■ Set exercise: Format the records below as a Markdown table with two columns, Row and Text, giving each line its own numbered row and leaving out blank lines. Omit the pictures.

■ Information shown:
--- Start ---

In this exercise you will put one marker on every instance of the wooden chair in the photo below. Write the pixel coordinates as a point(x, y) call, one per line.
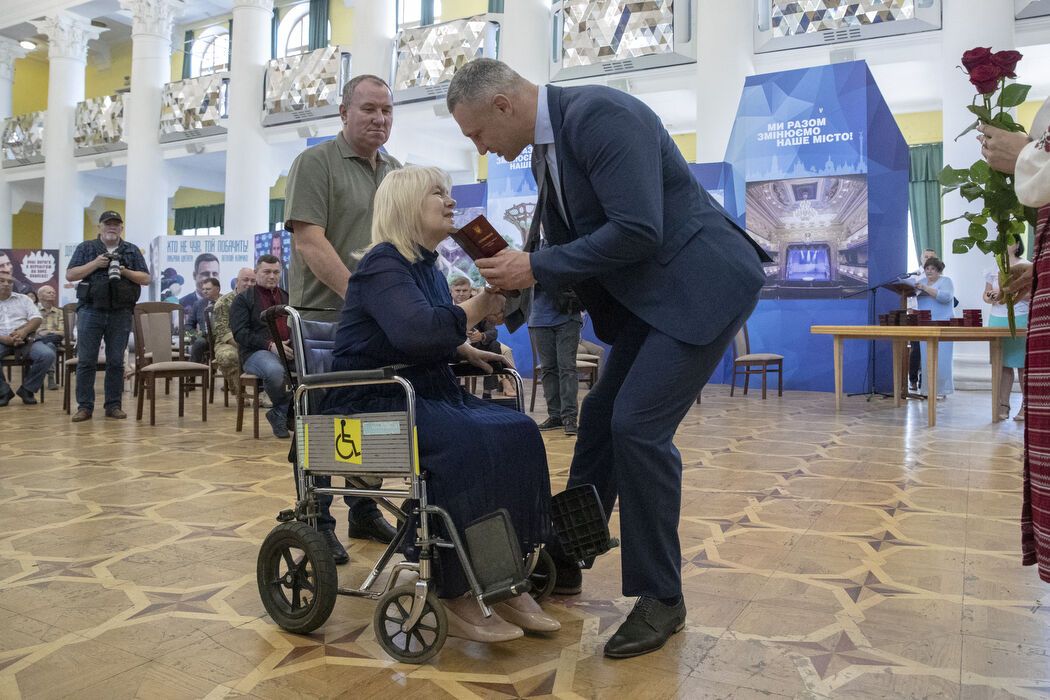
point(749, 363)
point(152, 339)
point(586, 365)
point(255, 384)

--- End ---

■ Complete output:
| Row | Text |
|---|---|
| 1 | In this exercise you will put one marker on every instance of the wooden chair in the photo below. Write the pixel coordinates as a point(x, y) call, one per line. |
| 2 | point(749, 363) |
| 3 | point(152, 339) |
| 4 | point(586, 365) |
| 5 | point(255, 384) |